Problem =
Each entry, in full: reproduce it exactly.

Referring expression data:
————————
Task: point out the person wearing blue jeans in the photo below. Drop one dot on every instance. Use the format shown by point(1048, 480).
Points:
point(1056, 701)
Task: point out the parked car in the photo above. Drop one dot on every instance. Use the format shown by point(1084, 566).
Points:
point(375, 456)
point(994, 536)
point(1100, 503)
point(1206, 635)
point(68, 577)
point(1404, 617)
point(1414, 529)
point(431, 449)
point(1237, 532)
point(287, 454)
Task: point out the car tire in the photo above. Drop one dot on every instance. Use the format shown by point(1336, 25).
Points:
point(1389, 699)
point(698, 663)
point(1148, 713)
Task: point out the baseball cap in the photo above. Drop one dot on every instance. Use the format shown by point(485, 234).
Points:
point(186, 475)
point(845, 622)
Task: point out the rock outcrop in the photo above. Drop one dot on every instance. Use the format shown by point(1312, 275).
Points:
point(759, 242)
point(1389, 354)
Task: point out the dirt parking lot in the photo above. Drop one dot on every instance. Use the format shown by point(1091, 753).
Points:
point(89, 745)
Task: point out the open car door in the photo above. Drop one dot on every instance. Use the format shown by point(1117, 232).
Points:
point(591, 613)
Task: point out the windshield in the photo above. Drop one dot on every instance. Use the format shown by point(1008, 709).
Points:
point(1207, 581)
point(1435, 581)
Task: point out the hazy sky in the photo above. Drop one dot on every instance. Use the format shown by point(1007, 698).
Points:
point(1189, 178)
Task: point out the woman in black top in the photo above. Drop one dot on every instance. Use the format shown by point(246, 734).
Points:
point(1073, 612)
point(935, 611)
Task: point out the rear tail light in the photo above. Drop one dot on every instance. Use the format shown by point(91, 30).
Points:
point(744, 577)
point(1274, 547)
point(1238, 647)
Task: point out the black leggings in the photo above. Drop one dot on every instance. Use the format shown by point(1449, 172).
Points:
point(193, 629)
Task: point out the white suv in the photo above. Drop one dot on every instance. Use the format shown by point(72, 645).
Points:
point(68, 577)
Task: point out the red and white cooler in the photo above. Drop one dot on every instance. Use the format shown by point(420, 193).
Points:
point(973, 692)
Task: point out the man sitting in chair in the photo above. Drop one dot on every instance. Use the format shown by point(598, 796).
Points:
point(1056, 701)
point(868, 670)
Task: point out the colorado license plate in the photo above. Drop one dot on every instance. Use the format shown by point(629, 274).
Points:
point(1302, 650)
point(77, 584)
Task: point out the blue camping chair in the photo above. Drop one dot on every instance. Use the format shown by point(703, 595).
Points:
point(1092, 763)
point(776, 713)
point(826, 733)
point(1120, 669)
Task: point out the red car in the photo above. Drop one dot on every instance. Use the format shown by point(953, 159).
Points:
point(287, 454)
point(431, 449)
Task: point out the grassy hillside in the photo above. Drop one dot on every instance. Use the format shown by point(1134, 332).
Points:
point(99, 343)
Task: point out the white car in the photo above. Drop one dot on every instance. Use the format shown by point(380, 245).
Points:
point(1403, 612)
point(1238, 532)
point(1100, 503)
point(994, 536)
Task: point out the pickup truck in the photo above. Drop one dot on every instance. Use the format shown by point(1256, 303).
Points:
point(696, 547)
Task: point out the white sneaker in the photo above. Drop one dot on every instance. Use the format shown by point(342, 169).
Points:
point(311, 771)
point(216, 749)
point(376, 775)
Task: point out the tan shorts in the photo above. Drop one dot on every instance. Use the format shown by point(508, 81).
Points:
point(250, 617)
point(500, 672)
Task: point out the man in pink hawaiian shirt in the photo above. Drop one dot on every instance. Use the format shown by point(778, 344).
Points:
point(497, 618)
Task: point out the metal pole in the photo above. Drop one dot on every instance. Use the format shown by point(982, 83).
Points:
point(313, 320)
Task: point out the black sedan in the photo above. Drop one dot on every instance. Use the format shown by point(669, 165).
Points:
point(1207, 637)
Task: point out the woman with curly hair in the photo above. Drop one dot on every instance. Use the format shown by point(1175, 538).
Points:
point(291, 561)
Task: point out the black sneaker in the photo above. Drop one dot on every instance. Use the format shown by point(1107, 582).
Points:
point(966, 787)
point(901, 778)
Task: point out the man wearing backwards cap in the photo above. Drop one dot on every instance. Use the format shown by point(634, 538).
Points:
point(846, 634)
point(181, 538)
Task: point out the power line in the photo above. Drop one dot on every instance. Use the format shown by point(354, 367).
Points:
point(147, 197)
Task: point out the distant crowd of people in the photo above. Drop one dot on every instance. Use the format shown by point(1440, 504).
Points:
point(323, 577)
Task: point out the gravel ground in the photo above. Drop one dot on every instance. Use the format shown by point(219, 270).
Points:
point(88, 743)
————————
Task result =
Task: point out the person wearing blue jeans in the photo below. Drop one dot on every instance. Use the format shown by point(1048, 480).
Points:
point(1056, 701)
Task: point out the parked car in the photo above. Drop one dot on every instance. Use the format shown by point(1084, 566).
Points:
point(375, 456)
point(994, 536)
point(1100, 503)
point(1206, 635)
point(68, 577)
point(1404, 617)
point(1414, 529)
point(431, 449)
point(1237, 532)
point(287, 454)
Task: point out the car tire in the photo above. Drop one dot on every instance. Use the format shown by point(1336, 25).
Points:
point(1389, 699)
point(698, 663)
point(1148, 713)
Task: point out the baseball cap in the photo above. Drop one dot on every instance. Use the format shown by point(485, 234).
Points:
point(186, 475)
point(845, 622)
Task: point out the rock outcrop in the photo above. Drop one dot on every instance. Use the format shown by point(1312, 275).
Points:
point(759, 242)
point(1389, 354)
Task: point out the dirt parking lot in the photo above. Drop one dot on every instance. Use the format shown by point(1091, 753).
Points:
point(89, 745)
Task: point out the open car door in the photo above. Drop one dot on every instance. Use the format shown by point(1117, 232).
Points:
point(591, 613)
Task: point out the windshield in the photo above. Drop one dot on every instance. Use the format shown by point(1008, 709).
Points:
point(1207, 581)
point(1435, 581)
Task: point out the hazy sky in the photo above. Drop one dot on every instance. Use the format shown by point(1007, 698).
Points:
point(1189, 178)
Task: point out the woman in black top in the photo above. Drop one dot on every instance. Use the format shown by point(246, 734).
Points:
point(1073, 612)
point(935, 611)
Task: point out the rear tail light in the photo above. Drop one dot on every instance. Use the format shown by point(91, 30).
Points:
point(744, 577)
point(1274, 547)
point(1238, 647)
Task: point out the black leggings in the photo above. Drop one dot on every instance. Use the format shown by point(1449, 172).
Points:
point(193, 629)
Task: point out the white suv in the photo above. Drop one dot on every instance. Use the format shown by point(72, 645).
Points:
point(68, 577)
Task: point out the red and white cooler in the photo above. Drop one dot on every instance. Use the format shown by point(420, 193).
Points:
point(973, 692)
Task: point out the man sitting in chair in the photo above. Drop one dot on every instance. Use the format shown by point(598, 796).
Points:
point(1056, 701)
point(868, 670)
Task: point out the colorado license plate in the photo above. Drop one dot on every instance. Use the format shown by point(629, 274).
Points:
point(1302, 650)
point(77, 584)
Task: point out the blue camping chair in the photo above. Drop one dot on every instance. Use the format shown by point(703, 595).
Points:
point(1092, 763)
point(776, 713)
point(826, 733)
point(1120, 669)
Task: point out the red car in the photo above. Drop one dot on every instance. Use the format shown by point(953, 159).
Points:
point(287, 454)
point(431, 449)
Task: point out the grassy hillside in the photo above. Drop one dot on every instance. Use the format shown by point(1134, 332).
Points:
point(99, 343)
Task: point out the white car in the photo above. Drop one dot on every instance. Use the format shown by point(380, 245).
Points:
point(1403, 612)
point(1238, 532)
point(1100, 503)
point(994, 536)
Task: point out the pickup truck in the photo above. Drop one dot on every instance. Use the format shown by point(1256, 303).
Points:
point(696, 547)
Task: point out the white sneaker in the photo above. Drop one dot on every instance. Use the format shown by point(342, 169).
Points:
point(311, 771)
point(216, 749)
point(376, 775)
Task: point out the tan shorts in the photo above. Drop one dot on every instance. Use the format shown by point(508, 81).
Points:
point(250, 617)
point(500, 672)
Task: point out the man in pink hawaiian shirt in the photo above. Drop one dot on every instance. Use the format shown by point(778, 344).
Points:
point(497, 618)
Task: point out the metal pole in the photo above. Drop one dot on every instance. Use the format shown by point(982, 83).
Points:
point(313, 320)
Task: point out the black sedan in the photo above. Drop one dot on every instance. Use the format shown by point(669, 165).
Points:
point(1207, 637)
Task: point out the woman with curly hair in the photo above. Drop one dot on every instance. Use the format shown by point(1175, 538).
Points:
point(291, 561)
Task: point out the black sneaker in the photo above. Drop one dot on every instance. Use the format shown by point(1107, 582).
Points:
point(966, 787)
point(901, 778)
Task: point out the man wearing backwards cap in the photo above. Drop one dot on every instance. Use the format shown by point(634, 538).
Points:
point(846, 634)
point(181, 538)
Task: point out the power line in the photo above. Drop one dot on every instance. Use the format shown by point(354, 367).
Points:
point(147, 197)
Task: point out the distant crowd of people in the photo above. Drop one dot on every instance. Use the format shown by point(1440, 504).
Points:
point(323, 577)
Task: point out the gravel ground in the photo above. Drop one dot on every instance. Use the format shown by point(219, 270).
Points:
point(88, 743)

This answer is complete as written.